◆ **EXTRACT**:
Bobcat Goldthwait once said that when he got a 5 out of 100 on his aptitude test in school, he found the guys who scored 1-4 so they can hang out...he of course, was the smart one. I don't know where Omar would rank in an aptitude challenge against the other GM's in the league, but he obviously found one that ranks lower than him and fleeced him on this deal. I'm willing to vote Minaya "Exec of the Year" on that feat alone.

(I mean seriously, this deal is tantamount to trading Iron Mike Sharpe for the Bushwhackers...a jobber for a draw? I'm still laughing my butt off over this one.)

It sure as heck allayed the fears I had during the weekend, as we were driving to South Jersey to gamble our lives away. Here I am, in the back seat watching the raindrops race across the back window and meeting up with other raindrops, thinking of some David Eckstein jokes to unleash after the Mets make that inevitable signing, and dreading the announcement of Jimmy Rollins as N.L. MVP.

◆ **REQUIRED ACTION A**: Decide whether each statement agrees with the Minaya trade post. Give yes or no, and quote the deciding words. (i) Goldthwait scored 5 out of 100 on an aptitude test in school. (ii) The writer drove the car to South Jersey. (iii) The writer would vote Minaya "Exec of the Year" for this deal.
◆ **REQUIRED ACTION B**:
Answer each question from the Minaya trade post.
(i) Trading Iron Mike Sharpe for whom does the writer compare the deal to?
(ii) Where was the writer driving during the weekend?
(iii) Whose announcement as N.L. MVP was the writer dreading?
◆ **REQUIRED ACTION C**: Pick up the Minaya trade post after its final sentence and extend it.

◆ **DATA RECORDS**:
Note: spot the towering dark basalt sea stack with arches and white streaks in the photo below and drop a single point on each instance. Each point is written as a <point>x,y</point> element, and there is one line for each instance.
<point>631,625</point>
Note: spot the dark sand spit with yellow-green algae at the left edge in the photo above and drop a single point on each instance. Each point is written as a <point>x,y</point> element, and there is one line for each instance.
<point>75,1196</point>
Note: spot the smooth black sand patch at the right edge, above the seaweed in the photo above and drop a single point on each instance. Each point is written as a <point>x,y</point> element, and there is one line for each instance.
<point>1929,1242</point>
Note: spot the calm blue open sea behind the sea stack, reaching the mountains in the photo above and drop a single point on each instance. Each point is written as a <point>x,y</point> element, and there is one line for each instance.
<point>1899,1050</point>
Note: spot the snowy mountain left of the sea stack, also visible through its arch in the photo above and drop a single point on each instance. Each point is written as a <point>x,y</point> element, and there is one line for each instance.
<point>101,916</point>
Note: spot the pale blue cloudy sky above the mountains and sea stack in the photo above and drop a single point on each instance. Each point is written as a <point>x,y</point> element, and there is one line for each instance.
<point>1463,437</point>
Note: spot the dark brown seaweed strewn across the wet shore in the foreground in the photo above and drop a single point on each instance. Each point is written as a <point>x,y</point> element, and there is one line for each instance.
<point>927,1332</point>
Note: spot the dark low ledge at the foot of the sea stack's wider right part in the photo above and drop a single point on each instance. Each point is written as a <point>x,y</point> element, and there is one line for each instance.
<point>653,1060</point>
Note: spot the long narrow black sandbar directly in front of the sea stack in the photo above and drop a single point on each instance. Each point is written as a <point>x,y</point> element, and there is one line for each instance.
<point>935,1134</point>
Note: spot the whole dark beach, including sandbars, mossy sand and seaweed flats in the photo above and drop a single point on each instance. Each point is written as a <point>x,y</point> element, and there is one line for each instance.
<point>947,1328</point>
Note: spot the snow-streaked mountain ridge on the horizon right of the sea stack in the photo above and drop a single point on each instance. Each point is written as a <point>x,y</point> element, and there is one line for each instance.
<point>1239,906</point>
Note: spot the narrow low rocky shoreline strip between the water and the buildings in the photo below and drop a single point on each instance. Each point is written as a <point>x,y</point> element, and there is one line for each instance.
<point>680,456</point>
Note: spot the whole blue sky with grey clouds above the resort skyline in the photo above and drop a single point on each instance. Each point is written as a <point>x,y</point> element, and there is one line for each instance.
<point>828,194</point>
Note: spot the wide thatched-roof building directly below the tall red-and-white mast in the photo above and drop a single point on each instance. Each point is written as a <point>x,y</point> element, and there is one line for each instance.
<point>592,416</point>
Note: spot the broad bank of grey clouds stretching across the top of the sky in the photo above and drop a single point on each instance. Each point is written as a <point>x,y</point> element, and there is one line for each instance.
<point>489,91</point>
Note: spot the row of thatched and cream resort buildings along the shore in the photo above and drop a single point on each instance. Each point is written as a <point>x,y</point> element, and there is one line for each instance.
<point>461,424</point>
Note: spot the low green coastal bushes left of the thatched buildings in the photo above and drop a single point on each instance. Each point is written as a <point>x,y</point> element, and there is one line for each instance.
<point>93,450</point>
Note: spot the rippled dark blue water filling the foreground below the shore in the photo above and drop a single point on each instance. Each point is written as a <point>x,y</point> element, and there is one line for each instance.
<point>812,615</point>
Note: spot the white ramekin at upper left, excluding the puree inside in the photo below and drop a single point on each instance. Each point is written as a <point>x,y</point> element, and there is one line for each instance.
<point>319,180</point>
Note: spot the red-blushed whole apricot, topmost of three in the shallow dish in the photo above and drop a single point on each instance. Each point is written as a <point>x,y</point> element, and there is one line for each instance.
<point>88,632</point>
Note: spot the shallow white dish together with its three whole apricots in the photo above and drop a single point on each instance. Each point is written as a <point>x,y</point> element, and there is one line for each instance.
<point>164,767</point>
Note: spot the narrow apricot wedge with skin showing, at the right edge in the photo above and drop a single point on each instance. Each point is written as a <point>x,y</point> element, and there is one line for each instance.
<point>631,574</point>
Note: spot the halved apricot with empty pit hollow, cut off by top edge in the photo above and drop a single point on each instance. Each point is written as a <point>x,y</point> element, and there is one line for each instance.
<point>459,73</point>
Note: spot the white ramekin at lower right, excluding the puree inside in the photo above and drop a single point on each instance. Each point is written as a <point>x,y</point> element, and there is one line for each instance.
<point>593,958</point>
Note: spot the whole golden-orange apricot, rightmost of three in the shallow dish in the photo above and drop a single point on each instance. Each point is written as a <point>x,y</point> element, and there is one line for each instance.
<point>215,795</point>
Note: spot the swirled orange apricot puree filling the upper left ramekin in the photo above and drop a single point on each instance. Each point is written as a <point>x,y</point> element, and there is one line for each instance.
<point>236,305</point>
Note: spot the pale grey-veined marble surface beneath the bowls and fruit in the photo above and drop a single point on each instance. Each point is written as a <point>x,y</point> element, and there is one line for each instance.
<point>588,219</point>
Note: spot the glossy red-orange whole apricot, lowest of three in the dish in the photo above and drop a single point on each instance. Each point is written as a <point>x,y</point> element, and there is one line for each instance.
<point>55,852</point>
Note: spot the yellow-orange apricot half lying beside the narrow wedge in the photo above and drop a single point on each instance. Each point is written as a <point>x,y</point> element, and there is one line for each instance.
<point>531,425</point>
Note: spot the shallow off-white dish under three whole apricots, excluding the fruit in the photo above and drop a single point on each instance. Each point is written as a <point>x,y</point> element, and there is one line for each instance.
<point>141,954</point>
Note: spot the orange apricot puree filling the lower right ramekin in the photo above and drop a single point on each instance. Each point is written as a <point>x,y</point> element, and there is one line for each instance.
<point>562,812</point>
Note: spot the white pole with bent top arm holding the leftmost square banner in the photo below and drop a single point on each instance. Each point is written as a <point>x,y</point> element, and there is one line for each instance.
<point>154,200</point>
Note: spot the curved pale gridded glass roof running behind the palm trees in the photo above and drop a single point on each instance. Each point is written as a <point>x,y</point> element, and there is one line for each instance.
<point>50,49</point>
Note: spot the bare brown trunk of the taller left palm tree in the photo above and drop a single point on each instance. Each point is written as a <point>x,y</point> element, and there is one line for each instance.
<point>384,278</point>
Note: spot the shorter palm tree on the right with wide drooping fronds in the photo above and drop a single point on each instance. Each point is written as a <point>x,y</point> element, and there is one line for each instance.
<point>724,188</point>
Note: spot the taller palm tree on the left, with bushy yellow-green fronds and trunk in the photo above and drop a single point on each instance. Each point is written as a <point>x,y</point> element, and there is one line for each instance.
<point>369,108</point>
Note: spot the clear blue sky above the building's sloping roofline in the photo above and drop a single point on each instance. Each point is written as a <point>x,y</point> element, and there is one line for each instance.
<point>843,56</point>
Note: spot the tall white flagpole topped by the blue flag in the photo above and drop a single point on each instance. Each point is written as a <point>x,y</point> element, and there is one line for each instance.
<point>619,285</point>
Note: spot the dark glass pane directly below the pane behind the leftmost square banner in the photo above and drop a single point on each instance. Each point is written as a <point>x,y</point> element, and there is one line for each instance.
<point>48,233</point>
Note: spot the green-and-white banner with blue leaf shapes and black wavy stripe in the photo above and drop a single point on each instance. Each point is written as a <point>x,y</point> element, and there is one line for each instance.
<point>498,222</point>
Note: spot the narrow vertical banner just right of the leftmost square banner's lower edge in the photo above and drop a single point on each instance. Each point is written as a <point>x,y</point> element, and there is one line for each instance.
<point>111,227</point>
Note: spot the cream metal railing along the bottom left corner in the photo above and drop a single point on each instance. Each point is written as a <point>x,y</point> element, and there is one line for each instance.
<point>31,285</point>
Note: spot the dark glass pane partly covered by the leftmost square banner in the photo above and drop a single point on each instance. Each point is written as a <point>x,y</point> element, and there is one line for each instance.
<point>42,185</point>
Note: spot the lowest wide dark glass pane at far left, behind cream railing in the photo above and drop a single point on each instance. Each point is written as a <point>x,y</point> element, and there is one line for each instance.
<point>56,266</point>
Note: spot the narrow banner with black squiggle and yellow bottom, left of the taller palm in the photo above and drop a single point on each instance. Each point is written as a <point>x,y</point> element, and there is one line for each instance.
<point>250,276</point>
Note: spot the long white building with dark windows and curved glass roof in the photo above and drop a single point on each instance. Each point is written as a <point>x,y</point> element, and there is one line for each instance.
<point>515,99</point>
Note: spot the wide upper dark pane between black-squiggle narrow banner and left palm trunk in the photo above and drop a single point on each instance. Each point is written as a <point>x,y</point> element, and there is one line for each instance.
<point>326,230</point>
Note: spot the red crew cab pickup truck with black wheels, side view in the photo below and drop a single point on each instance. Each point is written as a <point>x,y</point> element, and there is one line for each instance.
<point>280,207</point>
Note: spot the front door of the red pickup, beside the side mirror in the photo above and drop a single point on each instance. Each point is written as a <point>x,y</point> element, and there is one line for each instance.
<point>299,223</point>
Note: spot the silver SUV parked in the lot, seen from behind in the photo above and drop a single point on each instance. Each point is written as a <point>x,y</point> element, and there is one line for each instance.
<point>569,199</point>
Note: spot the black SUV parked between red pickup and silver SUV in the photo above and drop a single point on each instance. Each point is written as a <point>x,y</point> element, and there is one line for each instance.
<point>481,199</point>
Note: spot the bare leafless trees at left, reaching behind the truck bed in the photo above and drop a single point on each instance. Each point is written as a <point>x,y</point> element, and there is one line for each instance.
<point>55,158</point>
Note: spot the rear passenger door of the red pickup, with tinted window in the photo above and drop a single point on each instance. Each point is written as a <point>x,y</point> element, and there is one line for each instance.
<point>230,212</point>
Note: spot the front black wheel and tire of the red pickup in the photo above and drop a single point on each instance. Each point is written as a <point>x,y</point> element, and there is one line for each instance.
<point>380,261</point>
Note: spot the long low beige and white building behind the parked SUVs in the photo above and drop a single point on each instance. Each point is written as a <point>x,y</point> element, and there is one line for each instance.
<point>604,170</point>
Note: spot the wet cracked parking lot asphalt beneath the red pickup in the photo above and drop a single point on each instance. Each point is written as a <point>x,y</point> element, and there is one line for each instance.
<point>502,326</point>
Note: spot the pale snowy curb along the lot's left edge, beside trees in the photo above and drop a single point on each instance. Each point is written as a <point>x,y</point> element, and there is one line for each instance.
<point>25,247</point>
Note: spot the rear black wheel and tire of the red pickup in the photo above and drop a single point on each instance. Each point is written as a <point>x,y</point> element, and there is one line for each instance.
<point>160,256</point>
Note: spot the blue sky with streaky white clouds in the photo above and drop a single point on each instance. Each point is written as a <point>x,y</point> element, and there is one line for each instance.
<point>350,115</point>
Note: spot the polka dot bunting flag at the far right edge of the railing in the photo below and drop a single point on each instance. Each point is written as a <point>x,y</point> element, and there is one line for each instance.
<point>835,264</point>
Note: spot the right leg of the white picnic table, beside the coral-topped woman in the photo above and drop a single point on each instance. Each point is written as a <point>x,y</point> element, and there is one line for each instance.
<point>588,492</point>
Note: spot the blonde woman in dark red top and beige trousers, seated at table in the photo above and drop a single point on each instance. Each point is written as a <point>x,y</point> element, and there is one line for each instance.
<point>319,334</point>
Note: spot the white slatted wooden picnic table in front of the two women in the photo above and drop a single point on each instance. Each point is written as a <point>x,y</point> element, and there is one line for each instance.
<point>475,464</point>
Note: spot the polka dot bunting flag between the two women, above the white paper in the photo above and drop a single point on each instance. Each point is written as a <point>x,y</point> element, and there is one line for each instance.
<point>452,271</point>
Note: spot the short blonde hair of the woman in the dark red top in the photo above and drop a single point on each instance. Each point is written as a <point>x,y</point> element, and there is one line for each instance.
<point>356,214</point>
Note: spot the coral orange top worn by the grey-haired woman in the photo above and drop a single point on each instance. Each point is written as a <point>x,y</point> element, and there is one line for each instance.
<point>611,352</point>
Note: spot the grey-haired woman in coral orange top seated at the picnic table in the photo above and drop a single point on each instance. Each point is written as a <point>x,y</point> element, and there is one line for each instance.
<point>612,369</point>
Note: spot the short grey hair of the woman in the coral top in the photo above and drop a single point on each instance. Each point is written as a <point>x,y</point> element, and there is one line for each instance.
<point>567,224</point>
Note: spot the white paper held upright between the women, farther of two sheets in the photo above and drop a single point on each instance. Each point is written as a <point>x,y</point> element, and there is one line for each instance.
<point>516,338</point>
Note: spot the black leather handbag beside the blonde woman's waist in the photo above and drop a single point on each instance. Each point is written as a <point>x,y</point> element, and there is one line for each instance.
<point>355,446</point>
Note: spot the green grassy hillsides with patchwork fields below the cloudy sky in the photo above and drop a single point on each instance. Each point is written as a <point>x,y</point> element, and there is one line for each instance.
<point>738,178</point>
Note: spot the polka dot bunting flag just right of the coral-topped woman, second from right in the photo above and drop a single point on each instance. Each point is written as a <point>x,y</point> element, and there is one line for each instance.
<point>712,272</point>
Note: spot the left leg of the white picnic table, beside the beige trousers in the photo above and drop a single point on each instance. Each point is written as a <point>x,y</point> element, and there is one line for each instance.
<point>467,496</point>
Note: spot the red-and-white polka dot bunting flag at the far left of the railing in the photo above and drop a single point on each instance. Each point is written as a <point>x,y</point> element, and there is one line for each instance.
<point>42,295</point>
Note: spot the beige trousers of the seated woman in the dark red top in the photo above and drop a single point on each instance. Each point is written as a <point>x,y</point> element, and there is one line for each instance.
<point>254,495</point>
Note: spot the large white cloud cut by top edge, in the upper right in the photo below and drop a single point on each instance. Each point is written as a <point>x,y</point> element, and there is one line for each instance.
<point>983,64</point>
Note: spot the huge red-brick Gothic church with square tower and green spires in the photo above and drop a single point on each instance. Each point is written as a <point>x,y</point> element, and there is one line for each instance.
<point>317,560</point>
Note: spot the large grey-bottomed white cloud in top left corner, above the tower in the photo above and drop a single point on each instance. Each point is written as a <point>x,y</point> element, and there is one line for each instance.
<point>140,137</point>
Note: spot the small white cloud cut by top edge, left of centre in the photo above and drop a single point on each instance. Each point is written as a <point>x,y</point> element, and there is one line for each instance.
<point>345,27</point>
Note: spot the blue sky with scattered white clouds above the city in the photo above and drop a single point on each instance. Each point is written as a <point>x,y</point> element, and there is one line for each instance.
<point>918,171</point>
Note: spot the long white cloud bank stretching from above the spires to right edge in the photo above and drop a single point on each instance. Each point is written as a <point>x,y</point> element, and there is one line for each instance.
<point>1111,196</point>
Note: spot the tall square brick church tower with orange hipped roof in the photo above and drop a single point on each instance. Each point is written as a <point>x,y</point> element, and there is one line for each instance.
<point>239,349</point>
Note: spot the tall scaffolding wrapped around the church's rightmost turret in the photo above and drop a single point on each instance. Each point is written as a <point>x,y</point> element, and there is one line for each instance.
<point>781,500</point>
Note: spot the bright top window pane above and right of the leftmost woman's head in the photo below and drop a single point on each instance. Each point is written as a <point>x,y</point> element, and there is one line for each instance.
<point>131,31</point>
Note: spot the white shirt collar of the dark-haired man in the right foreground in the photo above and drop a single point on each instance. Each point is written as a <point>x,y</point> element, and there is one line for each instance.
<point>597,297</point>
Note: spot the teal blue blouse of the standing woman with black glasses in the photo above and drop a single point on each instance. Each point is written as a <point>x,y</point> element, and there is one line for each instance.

◆ **WRITTEN ANSWER A**:
(i) Yes: "he got a 5 out of 100 on his aptitude test in school"
(ii) No: "Here I am, in the back seat"
(iii) Yes: "I'm willing to vote Minaya "Exec of the Year" on that feat alone."

◆ **WRITTEN ANSWER B**:
(i) The Bushwhackers
(ii) South Jersey
(iii) Jimmy Rollins

◆ **WRITTEN ANSWER C**:
Bad omens popped up everywhere on that last one...Comcast Philly took extra care to wait until I was in their broadcast area to re-air the 11-10 game which was the Phillies' crown jewel amongst the rubble that was the Mets' '07 season (no, I didn't watch.) Then, as I rifled through a memorabilia store because your blogger, while smart enough to come up with a funny every once in a while was dumb enough not to pack t-shirts, I found the second bad omen: a shirt that read "THE TEAM TO BEAT -January 2007" with a picture of J-Roll on it (no, I didn't buy it.) And sure enough, Rollins wound up winning the award on Tuesday. Could anybody in New York argue with that one? I'm certainly not going to. Rollins should send a fruit basket to the Mets for their collapse which helped create the beasts that are Rollins "team to beat" t-shirts, re-airings of 11-10 games, and an MVP award to boot because the Mets couldn't hold 5-0 leads against the Nationals.

I guess now would be a perfect time to once again thank our Mets for letting Zuul out of the refrigerator.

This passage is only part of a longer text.